### [Your instructions]
Continue the blog post ranking the top ten AWS Open Source posts of 2019, picking up after its last sentence.
++++ Page ++++
AWS Open Source Blog

Top ten AWS Open Source blog posts in 2019

diagram: How Kubernetes Ingress works with aws-alb-ingress-controller

 

Yesterday we published a list of lists of just about everything that happened on this blog in 2019. But which of these posts did readers care most about? Today, as promised, we give you the year’s top ten blog posts.

Five of our most-visited blog posts in 2019 were published in 2018, and several were also on last year’s top ten list (noted by *).

  1. Kubernetes Ingress with AWS ALB Ingress Controller – Nov 20, 2018. This post, originally by Nishi Davidson and Yang Yang, has now been updated to reflect new best practices in container security since we launched native least-privileges support at the pod level, and the instructions have been updated for the latest controller version.
  2. Keeping Open Source Open – Open Distro for Elasticsearch – Mar 11, 2019. Adrian Cockcroft laid out the reasons for our active participation in open source communities, and specifically why we created Open Distro for Elasticsearch.
  3. Announcing PartiQL: One query language for all your data – August 1, 2019. Yannis Papakonstantinou, Almann Goo, Brad Ruppert, Jon Wilsdon, and Prasad Varakur announced a new SQL-compatible query language that makes it easy to efficiently query data, regardless of where or in what format it is stored.
++++ Collected material ++++
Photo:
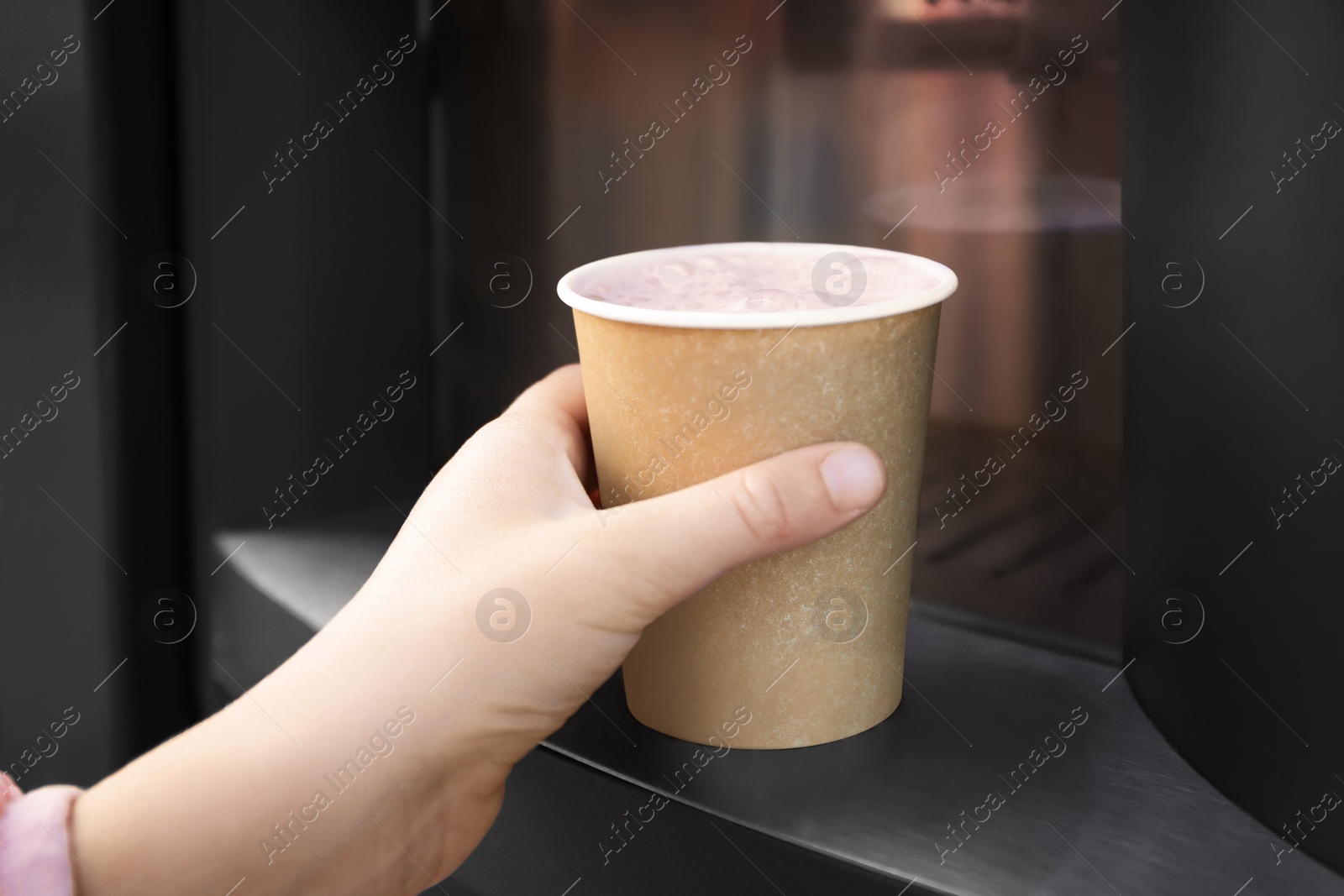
++++
### [Response]
  4. Introducing Amazon Corretto, a No-Cost Distribution of OpenJDK with Long-Term Support* – Arun Gupta, Nov 14, 2018. This post was #1 in 2018, and Corretto continues to be a popular topic. We recently announced New update channels for Amazon Corretto releases.
  5. Continuous Delivery with Amazon EKS and Jenkins X – Nov 7, 2018. This guest post by Henryk Konsek of Capsilon Corp is an example of another popular category of posts, about CI/CD (hit that link for more!). (April 2020: The post has been removed because it covers features that have now been deprecated.)
  6. Introducing Fine-Grained IAM Roles for Service Accounts – Sept 4, 2019. Micah Hausler and Michael Hausenblas introduced an in-demand feature for Amazon EKS.
  7. AWS’ Sponsorship of the Rust Project – Oct 14, 2019. David Barsky, Arun Gupta, and Jacob Peddicord announced a sponsorship that the Rust community was evidently very happy about.
  8. Using a Network Load Balancer with the NGINX Ingress Controller on EKS – Aug 9, 2019. Ingress controllers are a hot topic. In this post, Cornell Anthony covered how to use an NGINX ingress controller on Amazon EKS, and how to front-face it with a Network Load Balancer (NLB).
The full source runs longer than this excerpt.